[Referring expression pointing data]
----

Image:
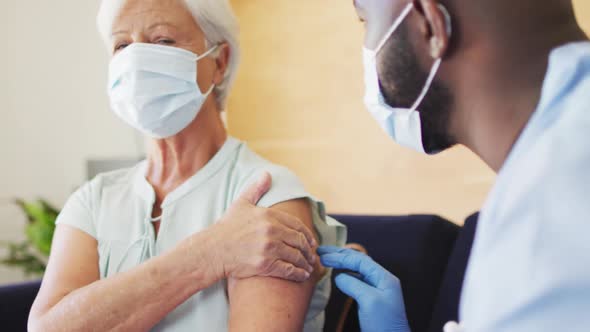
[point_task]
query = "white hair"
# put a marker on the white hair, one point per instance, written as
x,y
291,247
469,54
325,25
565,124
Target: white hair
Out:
x,y
216,19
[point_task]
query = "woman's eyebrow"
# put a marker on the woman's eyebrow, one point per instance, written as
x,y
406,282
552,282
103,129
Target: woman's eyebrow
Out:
x,y
159,24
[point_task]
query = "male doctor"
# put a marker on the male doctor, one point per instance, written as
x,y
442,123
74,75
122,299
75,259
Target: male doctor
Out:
x,y
509,79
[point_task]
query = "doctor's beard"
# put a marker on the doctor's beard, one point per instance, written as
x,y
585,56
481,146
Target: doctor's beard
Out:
x,y
402,78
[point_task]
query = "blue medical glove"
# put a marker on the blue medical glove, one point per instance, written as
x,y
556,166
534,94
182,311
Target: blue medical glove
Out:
x,y
377,292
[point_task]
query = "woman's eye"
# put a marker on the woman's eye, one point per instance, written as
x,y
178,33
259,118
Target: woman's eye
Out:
x,y
120,46
165,41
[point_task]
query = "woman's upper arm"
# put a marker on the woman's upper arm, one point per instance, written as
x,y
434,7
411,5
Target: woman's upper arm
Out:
x,y
270,304
73,264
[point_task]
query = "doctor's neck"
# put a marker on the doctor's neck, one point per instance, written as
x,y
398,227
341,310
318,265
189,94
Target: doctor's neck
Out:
x,y
498,68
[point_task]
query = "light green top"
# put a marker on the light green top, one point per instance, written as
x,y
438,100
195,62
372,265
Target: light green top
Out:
x,y
115,208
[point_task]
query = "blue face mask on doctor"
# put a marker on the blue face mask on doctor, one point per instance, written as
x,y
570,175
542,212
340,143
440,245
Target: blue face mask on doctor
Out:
x,y
403,125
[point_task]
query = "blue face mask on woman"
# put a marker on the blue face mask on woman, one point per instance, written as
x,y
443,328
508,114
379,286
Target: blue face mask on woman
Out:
x,y
154,89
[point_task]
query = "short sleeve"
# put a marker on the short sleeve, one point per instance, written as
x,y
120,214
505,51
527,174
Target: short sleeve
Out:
x,y
76,213
285,187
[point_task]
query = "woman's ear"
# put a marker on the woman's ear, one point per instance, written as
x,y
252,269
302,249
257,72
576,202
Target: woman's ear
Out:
x,y
222,62
439,27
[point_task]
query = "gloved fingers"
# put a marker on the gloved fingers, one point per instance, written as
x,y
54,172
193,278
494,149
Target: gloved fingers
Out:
x,y
354,287
371,272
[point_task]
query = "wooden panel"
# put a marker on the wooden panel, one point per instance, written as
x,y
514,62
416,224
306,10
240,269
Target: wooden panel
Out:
x,y
298,102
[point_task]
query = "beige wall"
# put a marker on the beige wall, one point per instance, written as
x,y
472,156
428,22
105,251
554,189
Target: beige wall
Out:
x,y
298,101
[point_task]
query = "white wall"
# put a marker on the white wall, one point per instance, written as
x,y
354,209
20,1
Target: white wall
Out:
x,y
53,108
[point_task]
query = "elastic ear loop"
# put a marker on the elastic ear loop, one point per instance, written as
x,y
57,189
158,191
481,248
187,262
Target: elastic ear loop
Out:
x,y
394,26
437,63
211,50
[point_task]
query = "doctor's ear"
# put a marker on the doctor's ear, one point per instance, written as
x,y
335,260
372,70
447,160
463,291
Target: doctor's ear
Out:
x,y
437,27
223,54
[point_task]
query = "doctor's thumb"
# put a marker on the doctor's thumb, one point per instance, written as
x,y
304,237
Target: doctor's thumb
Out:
x,y
352,287
258,189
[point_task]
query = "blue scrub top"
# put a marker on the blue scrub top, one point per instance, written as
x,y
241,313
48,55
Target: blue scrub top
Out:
x,y
530,266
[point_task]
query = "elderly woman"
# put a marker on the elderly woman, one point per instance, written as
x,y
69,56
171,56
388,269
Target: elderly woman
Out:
x,y
195,238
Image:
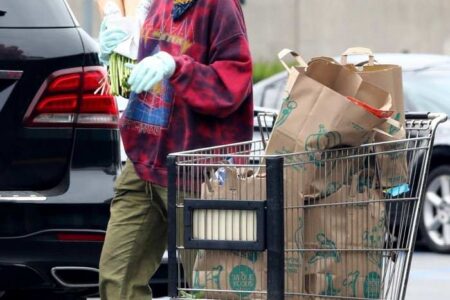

----

(Your objective): Give the count of lines in the entries above that hold the word "light", with no other words.

(Finished task): 3